[EXERCISE DETAILS]:
Reproduce, word for word, the stretch of the implant-based reconstruction text from "In a few selected" through "quality and quantity.".

[EXERCISE TEXT]:
○ ○ ○ ○ ○ ○ ○

Implant Based Reconstruction 2019-09-12T10:14:50+02:00

IMPLANT BASED RECONSTRUCTION

BREAST IMPLANT | TISSUE EXPANDER

Implant reconstruction can be performed immediately if there is sufficient skin available to insert a breast implant underneath. The breast implant can be placed subcutaneously, if the amount of skin is sufficient and thick enough to obtain a satisfactory result.

If the skin flap is very thin after the mastectomy we prefer to place the implant behind the pectoral muscle and we sometimes use a mesh or acellular dermal matrix to keep the muscle in position and to cover the lower and lateral part of the implant under the skin.

In a few selected cases we can perform a delayed reconstruction with a breast implant without stretching the skin with a tissue expander beforehand. This option depends on the available skin quality and quantity.

Risks and complications of implant and expander based reconstructions are mainly due to the fact that implants are foreign body materials. Our body tries to separate the normal tissue from the implant surface and forms a capsule around it. In ideal circumstances this capsule will be a thin and soft layer of connective tissue. The capsule can on the other hand become thick and fibrotic, leading to a hard, deformed and painful breast. This condition is called capsular fibrosis and can become a capsular contracture. Multiple studies and trials have shown that complications are increased after implant based breast reconstructions compared to breast enlargements with implants. The complication rate is the highest if the breast has been or will be irradiated in the context of breast cancer treatment. The mechanisms are not fully understood yet and there is no indication beforehand to determine what patient will develop these complications. Treatment of capsular contracture is removal of the implant and capsulectomy. A new implant can be inserted, and if this occurs repeatedly own tissue options should be considered for breast reconstruction. If there is not sufficient skin we first insert a tissue expander under the mastectomy skin to stretch the skin and increase the amount of skin available until we are able to insert a permanent breast implant. This is a two-stage procedure. The expander is postoperative filled with Saline in two-weekly intervals. It is recommended to overfill the expander slightly. Once the final volume is reached we allow 2 months for the tissue to settle and then the second stage can take place.

○ ○ ○ ○ ○ ○ ○

[DATA EXTRACTS]:
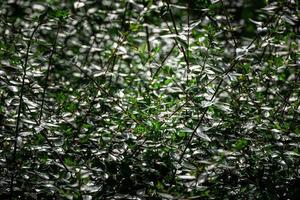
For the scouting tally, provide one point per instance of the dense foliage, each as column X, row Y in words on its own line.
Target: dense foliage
column 143, row 99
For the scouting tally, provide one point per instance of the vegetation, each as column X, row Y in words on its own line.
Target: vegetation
column 143, row 99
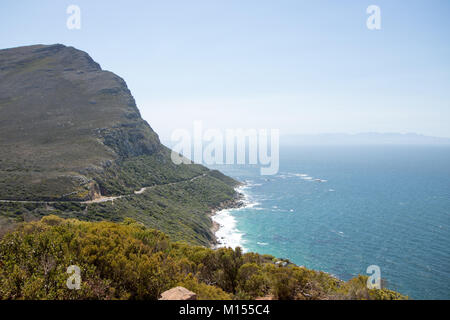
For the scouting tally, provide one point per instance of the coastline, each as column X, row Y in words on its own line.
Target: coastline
column 223, row 224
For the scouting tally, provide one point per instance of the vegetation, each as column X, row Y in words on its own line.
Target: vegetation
column 71, row 132
column 129, row 261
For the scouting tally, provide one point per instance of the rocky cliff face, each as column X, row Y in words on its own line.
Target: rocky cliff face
column 61, row 114
column 71, row 132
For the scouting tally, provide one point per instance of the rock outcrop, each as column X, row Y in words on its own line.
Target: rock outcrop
column 178, row 293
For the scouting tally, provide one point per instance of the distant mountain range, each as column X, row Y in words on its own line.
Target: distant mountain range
column 370, row 138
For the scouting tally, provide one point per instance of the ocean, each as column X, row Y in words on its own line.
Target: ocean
column 340, row 209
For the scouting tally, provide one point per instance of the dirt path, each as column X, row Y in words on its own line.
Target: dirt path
column 112, row 198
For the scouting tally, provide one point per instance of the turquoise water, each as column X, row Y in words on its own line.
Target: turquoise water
column 385, row 206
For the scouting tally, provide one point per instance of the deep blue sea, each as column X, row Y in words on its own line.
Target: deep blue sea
column 373, row 205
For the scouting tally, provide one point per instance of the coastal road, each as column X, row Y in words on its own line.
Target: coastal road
column 104, row 198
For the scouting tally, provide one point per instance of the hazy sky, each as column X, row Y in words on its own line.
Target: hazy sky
column 300, row 66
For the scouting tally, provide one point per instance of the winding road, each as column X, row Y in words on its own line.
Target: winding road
column 104, row 198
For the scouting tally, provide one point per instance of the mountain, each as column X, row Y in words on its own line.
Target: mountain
column 370, row 138
column 73, row 143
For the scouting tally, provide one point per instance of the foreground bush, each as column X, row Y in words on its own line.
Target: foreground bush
column 128, row 261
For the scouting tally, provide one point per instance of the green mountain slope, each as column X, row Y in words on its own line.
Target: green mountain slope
column 71, row 132
column 129, row 261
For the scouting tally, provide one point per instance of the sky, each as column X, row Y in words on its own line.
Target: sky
column 303, row 67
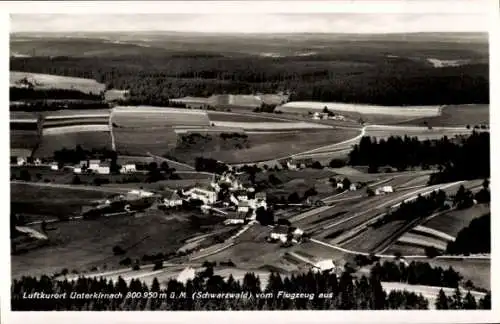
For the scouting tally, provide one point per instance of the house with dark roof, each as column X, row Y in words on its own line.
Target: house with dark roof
column 172, row 199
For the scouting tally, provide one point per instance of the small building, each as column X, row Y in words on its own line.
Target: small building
column 172, row 200
column 93, row 164
column 279, row 232
column 241, row 195
column 354, row 187
column 20, row 161
column 384, row 190
column 203, row 193
column 243, row 207
column 291, row 166
column 128, row 168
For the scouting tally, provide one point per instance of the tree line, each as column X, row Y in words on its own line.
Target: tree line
column 416, row 273
column 459, row 159
column 154, row 79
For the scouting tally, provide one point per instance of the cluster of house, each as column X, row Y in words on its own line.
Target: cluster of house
column 325, row 116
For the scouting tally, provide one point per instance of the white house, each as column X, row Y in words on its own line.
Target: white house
column 243, row 207
column 128, row 168
column 291, row 166
column 207, row 195
column 93, row 164
column 279, row 232
column 137, row 194
column 172, row 200
column 242, row 195
column 103, row 168
column 324, row 266
column 186, row 274
column 21, row 161
column 384, row 190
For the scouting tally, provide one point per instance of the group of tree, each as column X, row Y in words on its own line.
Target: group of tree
column 210, row 165
column 475, row 238
column 458, row 301
column 21, row 94
column 460, row 159
column 153, row 79
column 345, row 293
column 416, row 273
column 74, row 156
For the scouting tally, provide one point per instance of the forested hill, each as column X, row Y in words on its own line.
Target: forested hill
column 342, row 77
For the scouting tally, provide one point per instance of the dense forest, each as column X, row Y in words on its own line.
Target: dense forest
column 475, row 238
column 463, row 158
column 153, row 79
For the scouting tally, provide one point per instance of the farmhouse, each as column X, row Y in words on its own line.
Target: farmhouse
column 241, row 195
column 103, row 168
column 21, row 161
column 93, row 164
column 128, row 168
column 203, row 193
column 291, row 166
column 279, row 232
column 138, row 194
column 172, row 200
column 323, row 266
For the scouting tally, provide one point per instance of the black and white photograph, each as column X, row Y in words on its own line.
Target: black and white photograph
column 246, row 161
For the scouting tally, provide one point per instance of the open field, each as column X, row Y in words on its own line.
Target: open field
column 141, row 141
column 81, row 245
column 20, row 139
column 87, row 140
column 274, row 126
column 76, row 113
column 429, row 292
column 146, row 117
column 247, row 118
column 409, row 111
column 48, row 81
column 50, row 202
column 458, row 116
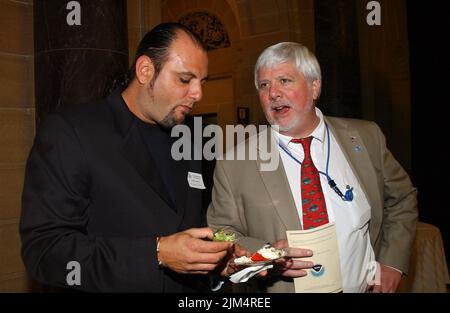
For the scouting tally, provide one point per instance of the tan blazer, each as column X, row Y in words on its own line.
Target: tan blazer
column 259, row 207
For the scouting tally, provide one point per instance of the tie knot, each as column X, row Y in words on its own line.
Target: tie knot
column 306, row 143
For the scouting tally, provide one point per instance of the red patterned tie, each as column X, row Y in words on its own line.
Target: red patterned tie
column 313, row 201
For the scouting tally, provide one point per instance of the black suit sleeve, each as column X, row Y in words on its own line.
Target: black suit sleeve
column 55, row 218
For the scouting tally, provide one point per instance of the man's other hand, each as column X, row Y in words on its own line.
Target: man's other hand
column 188, row 252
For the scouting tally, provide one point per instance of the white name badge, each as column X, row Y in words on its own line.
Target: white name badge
column 195, row 180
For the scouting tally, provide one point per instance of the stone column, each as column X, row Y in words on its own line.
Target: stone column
column 77, row 63
column 337, row 50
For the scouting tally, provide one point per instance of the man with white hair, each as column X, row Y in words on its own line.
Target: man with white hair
column 375, row 217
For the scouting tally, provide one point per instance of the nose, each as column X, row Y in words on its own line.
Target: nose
column 196, row 92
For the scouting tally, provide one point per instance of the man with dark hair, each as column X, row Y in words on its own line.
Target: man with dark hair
column 103, row 192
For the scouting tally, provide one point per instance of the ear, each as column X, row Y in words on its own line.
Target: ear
column 317, row 86
column 145, row 70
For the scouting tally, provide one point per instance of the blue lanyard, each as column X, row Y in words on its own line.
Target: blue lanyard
column 348, row 193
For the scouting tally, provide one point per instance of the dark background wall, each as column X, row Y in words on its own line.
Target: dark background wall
column 429, row 31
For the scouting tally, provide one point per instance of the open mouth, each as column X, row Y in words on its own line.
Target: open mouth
column 281, row 108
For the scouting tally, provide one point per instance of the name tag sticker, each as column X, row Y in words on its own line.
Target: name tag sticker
column 195, row 180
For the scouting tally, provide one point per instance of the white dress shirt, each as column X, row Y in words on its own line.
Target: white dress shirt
column 351, row 217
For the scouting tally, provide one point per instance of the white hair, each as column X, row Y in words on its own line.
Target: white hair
column 303, row 59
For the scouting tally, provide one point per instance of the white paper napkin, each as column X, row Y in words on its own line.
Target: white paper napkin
column 244, row 275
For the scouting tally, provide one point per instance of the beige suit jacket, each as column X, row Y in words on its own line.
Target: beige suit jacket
column 259, row 207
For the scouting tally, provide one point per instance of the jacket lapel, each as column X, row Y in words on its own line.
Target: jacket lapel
column 277, row 186
column 134, row 148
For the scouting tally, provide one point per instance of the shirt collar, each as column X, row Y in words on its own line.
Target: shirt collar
column 318, row 133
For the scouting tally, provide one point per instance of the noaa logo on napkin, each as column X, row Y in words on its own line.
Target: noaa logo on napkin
column 317, row 270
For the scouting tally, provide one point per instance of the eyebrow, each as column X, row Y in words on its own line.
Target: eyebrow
column 192, row 75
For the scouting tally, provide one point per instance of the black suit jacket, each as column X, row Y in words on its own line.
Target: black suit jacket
column 92, row 194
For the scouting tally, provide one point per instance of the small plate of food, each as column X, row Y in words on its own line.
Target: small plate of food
column 265, row 255
column 222, row 235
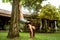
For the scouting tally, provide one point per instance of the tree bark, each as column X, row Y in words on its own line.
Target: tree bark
column 14, row 27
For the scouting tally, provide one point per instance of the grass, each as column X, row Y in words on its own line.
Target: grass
column 39, row 36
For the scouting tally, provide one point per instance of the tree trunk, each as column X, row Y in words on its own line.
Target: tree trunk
column 14, row 27
column 55, row 26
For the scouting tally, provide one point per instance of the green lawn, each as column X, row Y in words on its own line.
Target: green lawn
column 39, row 36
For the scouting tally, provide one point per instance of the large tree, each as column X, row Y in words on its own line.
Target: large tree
column 14, row 27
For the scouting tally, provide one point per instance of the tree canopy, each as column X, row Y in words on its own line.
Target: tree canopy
column 49, row 12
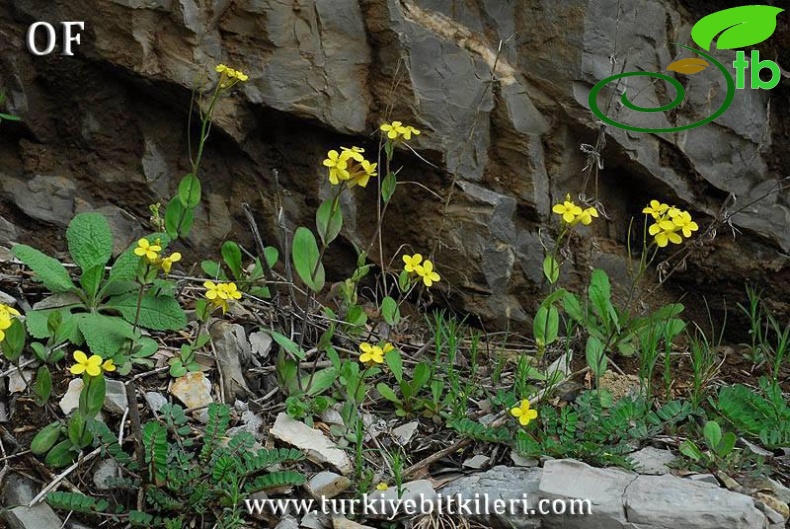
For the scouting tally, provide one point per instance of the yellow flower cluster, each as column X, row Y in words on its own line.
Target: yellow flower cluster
column 397, row 130
column 414, row 264
column 93, row 366
column 572, row 214
column 350, row 166
column 151, row 253
column 524, row 413
column 373, row 354
column 219, row 294
column 6, row 313
column 231, row 74
column 670, row 223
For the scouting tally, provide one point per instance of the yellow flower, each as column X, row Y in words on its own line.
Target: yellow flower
column 147, row 250
column 683, row 221
column 92, row 366
column 371, row 354
column 665, row 232
column 167, row 262
column 524, row 413
column 429, row 277
column 585, row 217
column 354, row 153
column 567, row 210
column 656, row 209
column 392, row 129
column 213, row 291
column 412, row 263
column 362, row 173
column 338, row 165
column 231, row 290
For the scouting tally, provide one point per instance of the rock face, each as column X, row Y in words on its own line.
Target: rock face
column 569, row 494
column 499, row 90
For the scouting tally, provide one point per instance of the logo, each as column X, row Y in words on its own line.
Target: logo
column 737, row 27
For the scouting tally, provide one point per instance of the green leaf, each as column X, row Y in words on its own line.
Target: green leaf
column 91, row 280
column 322, row 380
column 546, row 324
column 49, row 271
column 92, row 396
column 305, row 256
column 178, row 219
column 45, row 438
column 60, row 455
column 600, row 292
column 739, row 27
column 189, row 191
column 387, row 393
column 43, row 385
column 388, row 186
column 90, row 240
column 14, row 342
column 231, row 254
column 159, row 313
column 691, row 450
column 329, row 221
column 551, row 269
column 271, row 254
column 395, row 363
column 287, row 344
column 726, row 445
column 712, row 434
column 573, row 308
column 422, row 372
column 390, row 311
column 596, row 358
column 105, row 335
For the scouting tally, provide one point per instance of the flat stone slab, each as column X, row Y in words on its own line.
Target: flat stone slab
column 659, row 502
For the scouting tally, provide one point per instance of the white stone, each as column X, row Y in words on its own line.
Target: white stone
column 314, row 443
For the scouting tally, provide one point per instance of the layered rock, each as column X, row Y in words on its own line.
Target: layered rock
column 499, row 89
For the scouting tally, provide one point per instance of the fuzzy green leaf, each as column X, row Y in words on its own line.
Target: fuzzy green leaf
column 49, row 271
column 159, row 313
column 305, row 256
column 90, row 240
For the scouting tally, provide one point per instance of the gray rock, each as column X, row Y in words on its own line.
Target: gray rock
column 155, row 400
column 44, row 198
column 499, row 483
column 603, row 488
column 666, row 501
column 231, row 345
column 652, row 461
column 40, row 516
column 327, row 485
column 705, row 478
column 19, row 490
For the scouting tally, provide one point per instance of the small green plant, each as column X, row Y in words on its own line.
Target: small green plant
column 720, row 448
column 187, row 478
column 249, row 280
column 105, row 309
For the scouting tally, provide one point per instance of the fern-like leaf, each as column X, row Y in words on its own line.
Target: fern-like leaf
column 72, row 501
column 283, row 478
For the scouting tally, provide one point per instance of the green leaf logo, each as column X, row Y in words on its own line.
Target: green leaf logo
column 739, row 27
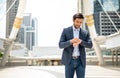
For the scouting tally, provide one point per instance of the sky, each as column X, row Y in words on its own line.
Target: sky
column 52, row 15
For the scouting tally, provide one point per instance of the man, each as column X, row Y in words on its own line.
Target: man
column 74, row 40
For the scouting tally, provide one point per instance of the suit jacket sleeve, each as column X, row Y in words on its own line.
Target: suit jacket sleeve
column 63, row 43
column 87, row 42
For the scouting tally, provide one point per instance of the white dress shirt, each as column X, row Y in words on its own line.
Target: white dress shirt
column 76, row 35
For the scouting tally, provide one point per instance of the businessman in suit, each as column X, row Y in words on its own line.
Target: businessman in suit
column 74, row 40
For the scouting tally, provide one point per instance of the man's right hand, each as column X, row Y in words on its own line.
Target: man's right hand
column 75, row 41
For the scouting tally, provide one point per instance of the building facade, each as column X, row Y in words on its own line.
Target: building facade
column 28, row 31
column 103, row 24
column 10, row 15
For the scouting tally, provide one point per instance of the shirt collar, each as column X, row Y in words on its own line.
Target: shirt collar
column 75, row 28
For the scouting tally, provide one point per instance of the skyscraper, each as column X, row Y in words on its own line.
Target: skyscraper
column 10, row 15
column 28, row 31
column 103, row 24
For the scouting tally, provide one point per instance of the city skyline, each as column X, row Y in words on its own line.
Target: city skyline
column 55, row 16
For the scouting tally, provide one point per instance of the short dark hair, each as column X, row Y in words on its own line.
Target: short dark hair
column 78, row 15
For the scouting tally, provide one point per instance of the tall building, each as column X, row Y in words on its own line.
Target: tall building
column 103, row 24
column 35, row 26
column 107, row 4
column 10, row 15
column 28, row 31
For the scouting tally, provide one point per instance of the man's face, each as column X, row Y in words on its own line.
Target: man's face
column 77, row 22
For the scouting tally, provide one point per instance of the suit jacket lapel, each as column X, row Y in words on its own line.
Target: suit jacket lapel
column 71, row 32
column 80, row 33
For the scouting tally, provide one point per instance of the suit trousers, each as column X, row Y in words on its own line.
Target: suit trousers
column 75, row 66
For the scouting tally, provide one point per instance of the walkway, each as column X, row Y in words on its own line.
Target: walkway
column 56, row 72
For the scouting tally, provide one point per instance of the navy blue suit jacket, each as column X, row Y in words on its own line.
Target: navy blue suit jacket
column 64, row 43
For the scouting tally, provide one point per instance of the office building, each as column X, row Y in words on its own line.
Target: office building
column 28, row 31
column 10, row 15
column 103, row 24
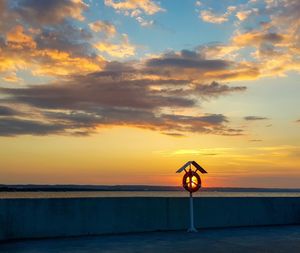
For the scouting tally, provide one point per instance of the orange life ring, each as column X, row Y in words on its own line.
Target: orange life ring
column 191, row 181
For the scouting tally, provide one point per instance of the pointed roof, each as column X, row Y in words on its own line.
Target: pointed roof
column 196, row 165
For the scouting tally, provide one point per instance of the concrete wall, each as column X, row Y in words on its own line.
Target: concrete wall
column 36, row 218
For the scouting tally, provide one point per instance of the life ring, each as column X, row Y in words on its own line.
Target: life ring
column 191, row 181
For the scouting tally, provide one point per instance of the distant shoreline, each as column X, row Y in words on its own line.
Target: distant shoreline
column 87, row 188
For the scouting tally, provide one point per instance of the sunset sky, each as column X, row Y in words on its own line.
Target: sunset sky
column 126, row 92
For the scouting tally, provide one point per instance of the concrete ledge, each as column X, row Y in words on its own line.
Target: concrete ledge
column 38, row 218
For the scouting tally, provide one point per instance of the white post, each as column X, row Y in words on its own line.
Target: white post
column 192, row 227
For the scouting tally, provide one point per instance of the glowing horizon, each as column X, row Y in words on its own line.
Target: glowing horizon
column 125, row 92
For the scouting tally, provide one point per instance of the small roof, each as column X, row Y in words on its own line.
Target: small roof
column 196, row 165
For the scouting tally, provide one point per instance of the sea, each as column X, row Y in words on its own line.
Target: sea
column 115, row 194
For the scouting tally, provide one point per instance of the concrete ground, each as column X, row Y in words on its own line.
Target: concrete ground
column 242, row 240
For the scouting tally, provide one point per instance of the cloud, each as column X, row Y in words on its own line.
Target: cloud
column 120, row 95
column 50, row 11
column 13, row 127
column 149, row 7
column 6, row 111
column 211, row 17
column 122, row 50
column 193, row 65
column 103, row 26
column 249, row 118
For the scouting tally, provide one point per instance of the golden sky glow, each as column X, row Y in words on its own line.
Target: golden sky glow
column 125, row 92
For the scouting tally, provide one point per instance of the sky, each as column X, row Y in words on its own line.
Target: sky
column 125, row 92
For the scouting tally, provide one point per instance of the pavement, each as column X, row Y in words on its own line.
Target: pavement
column 241, row 240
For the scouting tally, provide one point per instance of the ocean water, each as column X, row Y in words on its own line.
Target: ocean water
column 103, row 194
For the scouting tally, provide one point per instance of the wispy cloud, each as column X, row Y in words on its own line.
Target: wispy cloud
column 249, row 118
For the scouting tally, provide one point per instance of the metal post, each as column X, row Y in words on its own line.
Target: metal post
column 192, row 227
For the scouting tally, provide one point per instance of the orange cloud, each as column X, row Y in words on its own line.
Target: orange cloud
column 103, row 26
column 147, row 6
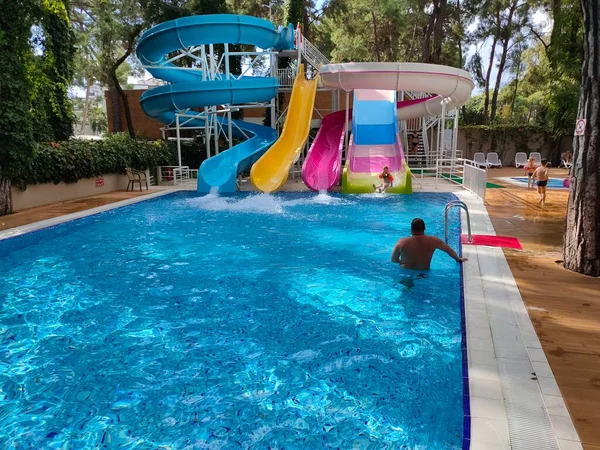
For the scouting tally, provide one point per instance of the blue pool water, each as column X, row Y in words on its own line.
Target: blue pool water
column 252, row 321
column 552, row 182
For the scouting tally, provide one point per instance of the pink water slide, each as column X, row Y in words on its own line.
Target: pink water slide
column 322, row 167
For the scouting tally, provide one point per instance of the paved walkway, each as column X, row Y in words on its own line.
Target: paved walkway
column 564, row 306
column 31, row 215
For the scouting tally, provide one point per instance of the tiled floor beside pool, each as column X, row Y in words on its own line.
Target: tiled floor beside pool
column 507, row 402
column 553, row 183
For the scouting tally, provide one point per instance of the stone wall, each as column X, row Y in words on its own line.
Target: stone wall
column 44, row 194
column 478, row 141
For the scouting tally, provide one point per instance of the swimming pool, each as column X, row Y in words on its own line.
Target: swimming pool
column 249, row 321
column 553, row 183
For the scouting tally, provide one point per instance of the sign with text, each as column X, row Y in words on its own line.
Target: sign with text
column 580, row 127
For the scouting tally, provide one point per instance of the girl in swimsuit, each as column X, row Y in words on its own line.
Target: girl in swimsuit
column 529, row 169
column 387, row 179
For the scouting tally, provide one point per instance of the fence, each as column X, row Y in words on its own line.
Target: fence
column 475, row 178
column 464, row 172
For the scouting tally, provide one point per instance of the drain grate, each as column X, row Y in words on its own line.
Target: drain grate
column 528, row 422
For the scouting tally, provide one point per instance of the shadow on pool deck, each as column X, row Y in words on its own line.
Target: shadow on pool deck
column 53, row 210
column 564, row 306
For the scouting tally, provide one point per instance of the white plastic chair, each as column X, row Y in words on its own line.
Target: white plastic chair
column 520, row 159
column 537, row 156
column 479, row 158
column 565, row 164
column 492, row 160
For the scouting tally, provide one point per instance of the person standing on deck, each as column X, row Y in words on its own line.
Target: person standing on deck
column 541, row 175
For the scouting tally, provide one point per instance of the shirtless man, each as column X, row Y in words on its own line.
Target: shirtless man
column 541, row 175
column 415, row 252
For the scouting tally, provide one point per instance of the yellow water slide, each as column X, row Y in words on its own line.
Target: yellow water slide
column 271, row 171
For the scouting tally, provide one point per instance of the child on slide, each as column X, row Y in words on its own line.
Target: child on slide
column 387, row 180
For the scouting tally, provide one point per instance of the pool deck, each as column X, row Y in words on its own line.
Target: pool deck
column 564, row 306
column 504, row 348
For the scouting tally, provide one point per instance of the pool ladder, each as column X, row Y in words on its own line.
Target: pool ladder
column 462, row 205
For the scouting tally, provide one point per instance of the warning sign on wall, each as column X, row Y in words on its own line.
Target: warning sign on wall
column 580, row 127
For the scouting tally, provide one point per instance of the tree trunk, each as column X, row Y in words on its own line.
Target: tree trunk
column 375, row 37
column 486, row 104
column 504, row 42
column 125, row 101
column 86, row 105
column 582, row 231
column 494, row 104
column 461, row 64
column 5, row 206
column 115, row 106
column 428, row 34
column 438, row 31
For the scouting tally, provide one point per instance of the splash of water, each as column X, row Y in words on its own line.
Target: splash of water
column 261, row 203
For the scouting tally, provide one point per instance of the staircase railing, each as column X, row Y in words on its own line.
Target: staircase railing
column 312, row 54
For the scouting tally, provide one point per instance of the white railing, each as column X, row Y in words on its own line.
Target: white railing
column 175, row 175
column 475, row 178
column 464, row 172
column 285, row 77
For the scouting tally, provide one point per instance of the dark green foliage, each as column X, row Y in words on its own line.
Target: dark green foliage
column 73, row 160
column 57, row 66
column 193, row 153
column 294, row 11
column 501, row 137
column 15, row 125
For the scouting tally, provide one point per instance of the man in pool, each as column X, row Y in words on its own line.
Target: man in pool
column 416, row 251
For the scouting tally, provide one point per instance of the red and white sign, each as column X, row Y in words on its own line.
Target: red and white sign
column 580, row 127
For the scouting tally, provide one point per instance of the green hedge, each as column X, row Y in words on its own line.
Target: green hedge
column 74, row 160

○ ○ ○ ○ ○ ○ ○

[REPLY TO THE TASK]:
In a few selected cases we can perform a delayed reconstruction with a breast implant without stretching the skin with a tissue expander beforehand. This option depends on the available skin quality and quantity.